**Goal of the exercise**.
Your task is to repeat the lines below exactly, excluding any pictures they contain.

Pointing dataset excerpts

>> START

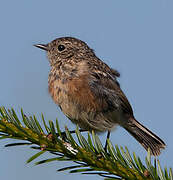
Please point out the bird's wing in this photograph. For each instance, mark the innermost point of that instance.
(108, 89)
(98, 93)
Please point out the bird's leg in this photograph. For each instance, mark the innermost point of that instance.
(71, 132)
(108, 136)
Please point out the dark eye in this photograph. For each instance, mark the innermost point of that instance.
(61, 47)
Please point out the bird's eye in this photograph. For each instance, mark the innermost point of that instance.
(61, 47)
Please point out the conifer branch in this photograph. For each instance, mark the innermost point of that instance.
(88, 153)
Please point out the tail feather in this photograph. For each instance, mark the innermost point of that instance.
(145, 137)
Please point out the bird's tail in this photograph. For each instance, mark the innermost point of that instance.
(145, 137)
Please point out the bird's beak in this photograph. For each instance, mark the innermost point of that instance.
(42, 46)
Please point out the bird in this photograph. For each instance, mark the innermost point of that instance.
(87, 91)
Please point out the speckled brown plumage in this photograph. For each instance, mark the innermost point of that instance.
(87, 91)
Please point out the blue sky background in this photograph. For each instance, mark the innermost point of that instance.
(134, 37)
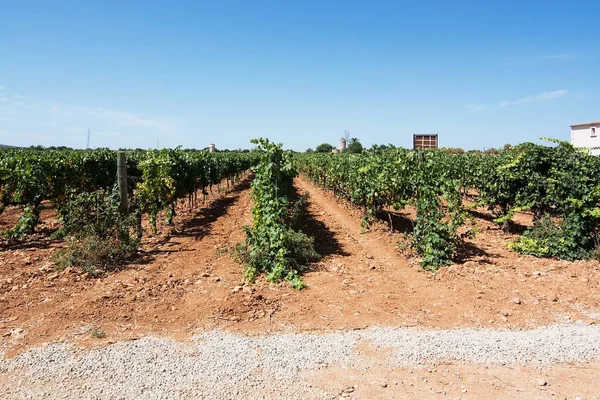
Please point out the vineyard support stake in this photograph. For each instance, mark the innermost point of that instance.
(122, 181)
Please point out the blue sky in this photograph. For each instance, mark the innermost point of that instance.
(478, 73)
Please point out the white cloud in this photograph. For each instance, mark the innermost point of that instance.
(118, 118)
(557, 57)
(532, 99)
(475, 107)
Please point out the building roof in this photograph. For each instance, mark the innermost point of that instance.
(586, 124)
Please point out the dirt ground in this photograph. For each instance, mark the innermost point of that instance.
(187, 281)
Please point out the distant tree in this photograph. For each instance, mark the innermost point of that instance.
(324, 148)
(354, 146)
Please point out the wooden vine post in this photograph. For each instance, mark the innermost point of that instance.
(122, 181)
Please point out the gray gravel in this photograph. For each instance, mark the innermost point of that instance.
(219, 365)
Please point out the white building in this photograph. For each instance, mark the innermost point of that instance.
(586, 135)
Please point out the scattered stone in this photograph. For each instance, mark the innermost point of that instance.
(16, 332)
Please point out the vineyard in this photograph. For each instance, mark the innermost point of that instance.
(179, 242)
(556, 184)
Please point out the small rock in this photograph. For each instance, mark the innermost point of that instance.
(53, 276)
(16, 332)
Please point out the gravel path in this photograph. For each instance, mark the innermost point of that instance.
(219, 365)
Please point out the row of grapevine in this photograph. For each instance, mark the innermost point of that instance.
(273, 246)
(559, 184)
(160, 178)
(394, 179)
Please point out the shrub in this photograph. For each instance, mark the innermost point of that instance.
(99, 237)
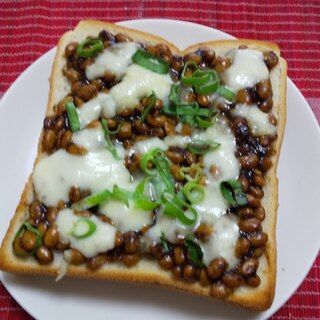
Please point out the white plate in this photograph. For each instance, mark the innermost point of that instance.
(298, 218)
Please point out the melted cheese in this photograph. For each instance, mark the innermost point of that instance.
(138, 83)
(222, 243)
(146, 145)
(91, 110)
(115, 59)
(246, 70)
(258, 120)
(102, 240)
(56, 174)
(124, 218)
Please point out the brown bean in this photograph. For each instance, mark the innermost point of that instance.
(260, 213)
(36, 210)
(17, 247)
(188, 272)
(86, 91)
(179, 255)
(51, 214)
(122, 37)
(249, 267)
(97, 261)
(244, 96)
(263, 89)
(66, 139)
(74, 256)
(70, 49)
(266, 105)
(249, 225)
(125, 131)
(29, 240)
(51, 237)
(204, 232)
(270, 59)
(256, 191)
(242, 247)
(118, 239)
(49, 140)
(253, 281)
(74, 194)
(258, 239)
(203, 100)
(72, 74)
(131, 242)
(175, 156)
(249, 161)
(216, 268)
(233, 279)
(221, 64)
(166, 262)
(220, 290)
(44, 255)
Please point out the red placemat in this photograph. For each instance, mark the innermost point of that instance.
(29, 28)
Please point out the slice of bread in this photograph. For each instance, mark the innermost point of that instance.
(148, 270)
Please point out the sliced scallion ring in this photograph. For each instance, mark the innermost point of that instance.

>> END

**Written reply**.
Please point out the bird's wing in this photograph. For each instance, mark the innermost point of that instance.
(108, 89)
(98, 93)
Please point out the bird's leg in this photograph. For each instance, mark the innermost point of that instance.
(71, 132)
(108, 136)
Please point out the dark eye in this photograph. For each instance, mark the innermost point of that instance.
(61, 47)
Please point out the bird's eye in this photograph. For each instance, mark the innermost point of that instance.
(61, 47)
Please point out the conifer branch in this photograph. For each instance, mark the innermost point of that instance.
(88, 153)
Please point out the tail feather in this photograph. For each instance, mark the innermost point of that instance.
(145, 137)
Please point out the bird's tail in this photograph. For each instance, mark the innermost point of that instance.
(145, 137)
Please point out the bird's beak in this photograph. For each instance, mark the innermost point of that instance.
(42, 46)
Please point out the bird in this photograph. For each instance, mark the innermost point of that instance.
(87, 91)
Please point out the speckled brown plumage in this photograph. For each instance, mark the innermost point of that instance.
(87, 91)
Please point out the blue sky background in this photograph. For each instance, mark the innermost point of that instance.
(134, 37)
Please point out the vineyard support stake in this photograph. For each instance, mark the innermost point of that instance.
(122, 181)
Please point out the blue sky in this photograph. For each instance, mark the innermost point of that instance.
(478, 73)
Please point out the white cloud in this photograph. For each instance, mark the innermost point of that instance.
(118, 118)
(557, 57)
(532, 99)
(475, 107)
Please point out the building roof in this photograph. For each instance, mark the innermost point of that instance.
(586, 124)
Please point out the dirt ground in this photograph. For each instance, mark the innermost point of that instance.
(187, 281)
Please point out the distant tree in this photograph. For each instance, mark the innermost point of that instance.
(324, 148)
(354, 146)
Please point out the wooden vine post in this photograph. For each instance, mark the innermost point of that instance.
(122, 181)
Please point out the gray gravel in this photograph. For each instance, mark the innermost point of that instance.
(219, 365)
Please point out the white building in this photograph. For each instance, mark the innermost point of that instance.
(586, 135)
Please point out the scattered stone in this photograph. For each instance, mark the innermost point of that instance.
(16, 332)
Please point out the vineyard in this photograph. For each instance, mark the innermost point of that instance.
(179, 242)
(556, 184)
Please point out the small rock in this photograph. For each instance, mark the innermost point of that instance.
(53, 276)
(16, 332)
Please point out the gravel path in this photograph. For each instance, mark the innermost point of that instance.
(219, 365)
Please point out the row of grapevine in this photograph. For each instance, mark the innermost point of that instance.
(273, 246)
(559, 184)
(160, 178)
(394, 179)
Please point out the shrub in this photograph. For each instance, mark the innermost point of that instance.
(99, 237)
Please point out the white plate in this photograph. For each instance, mark the innermost point of that instance.
(298, 218)
Please point out the melted cheese in this photograph. For each instance, mark the innermost point of that instance.
(138, 83)
(222, 243)
(146, 145)
(91, 110)
(115, 59)
(246, 70)
(258, 120)
(102, 240)
(56, 174)
(124, 218)
Please point out the brown bean in this photograph. For each instance, mark the innermost point of that instance.
(260, 213)
(36, 210)
(17, 247)
(188, 272)
(86, 91)
(179, 255)
(51, 214)
(122, 37)
(249, 267)
(97, 261)
(244, 96)
(263, 89)
(66, 139)
(74, 256)
(70, 49)
(266, 105)
(249, 225)
(125, 131)
(29, 240)
(51, 237)
(204, 232)
(270, 59)
(256, 191)
(242, 247)
(118, 239)
(49, 140)
(253, 281)
(74, 194)
(258, 239)
(203, 100)
(72, 74)
(131, 242)
(175, 156)
(249, 161)
(216, 268)
(233, 279)
(221, 64)
(166, 262)
(220, 290)
(44, 255)
Please point out the red placemat in this photograph. For each instance, mark the innermost point of that instance.
(29, 28)
Please point out the slice of bread in this photograph. For each instance, mark the innermost point of that instance.
(148, 270)
Please point out the sliced scallion ring in this photograph. For each instance, mark the innermost point of that instance.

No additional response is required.